--- YOUR INSTRUCTIONS ---
Filter the records below, keeping only lines with the string "this".

--- Natural language region descriptions ---
------------------------
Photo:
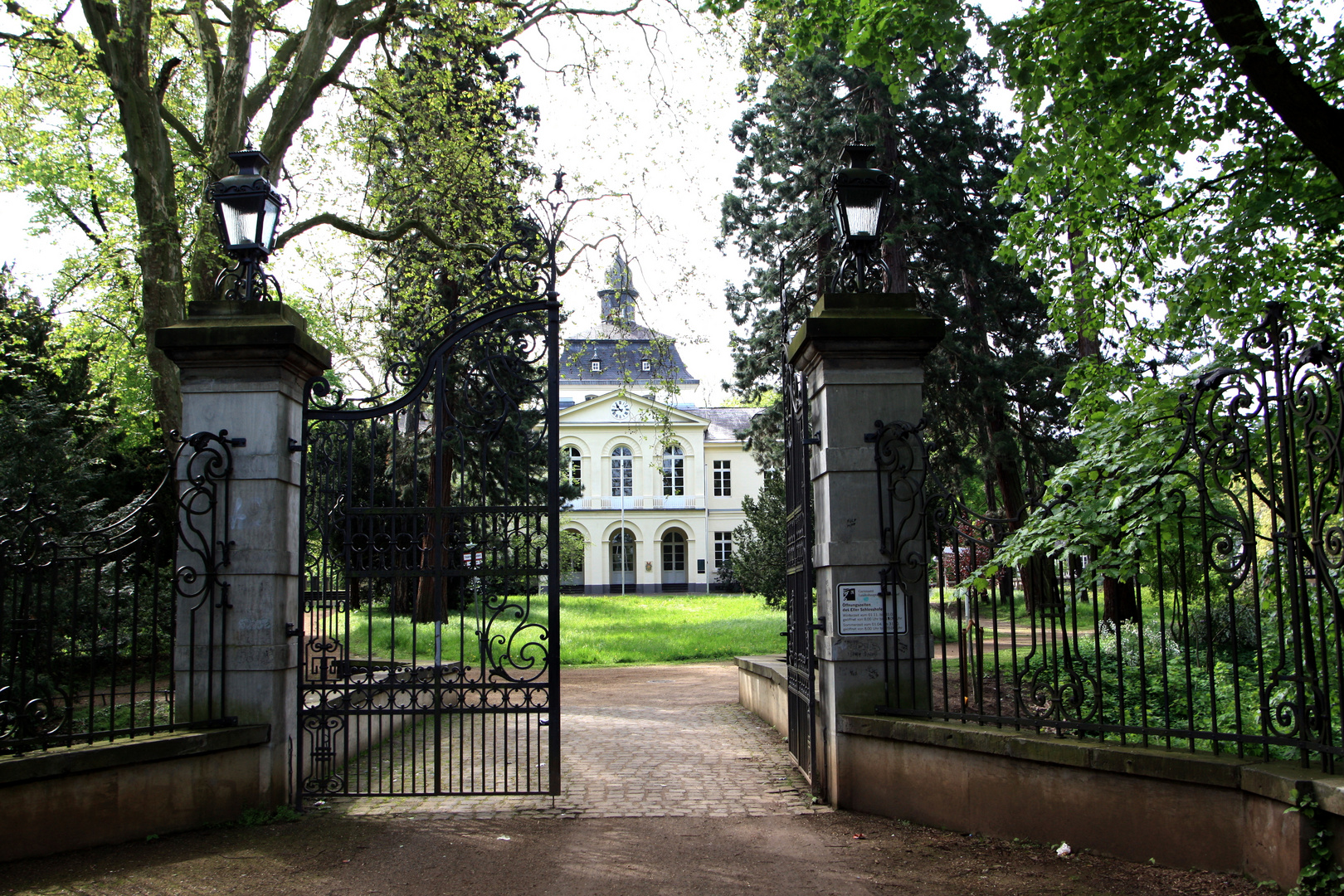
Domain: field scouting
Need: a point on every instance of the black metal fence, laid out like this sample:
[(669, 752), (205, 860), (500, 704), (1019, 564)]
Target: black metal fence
[(1195, 606), (88, 616)]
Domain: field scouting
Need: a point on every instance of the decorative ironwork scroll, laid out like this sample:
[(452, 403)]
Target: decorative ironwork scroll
[(205, 466), (800, 607), (89, 610), (431, 550)]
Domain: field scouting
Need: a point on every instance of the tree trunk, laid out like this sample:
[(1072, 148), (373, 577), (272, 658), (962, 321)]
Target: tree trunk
[(1040, 583), (1120, 601), (124, 58)]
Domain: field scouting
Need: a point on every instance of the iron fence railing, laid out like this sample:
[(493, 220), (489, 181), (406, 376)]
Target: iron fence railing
[(1194, 607), (88, 616)]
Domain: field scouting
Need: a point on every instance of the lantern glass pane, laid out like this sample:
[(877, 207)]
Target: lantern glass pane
------------------------
--- TASK RESPONSE ---
Need: a point on every instance of the black metal fence, laid out like this sample:
Need: a point on every instance of the decorative ironwork scroll, laid out like this sample:
Need: a point on every instance of the tree trunk, laid out like this sample:
Need: a point on every instance of the iron fence railing, laid out like this sample:
Need: a point on every instance of the lantern glass pane, laid out like this sample:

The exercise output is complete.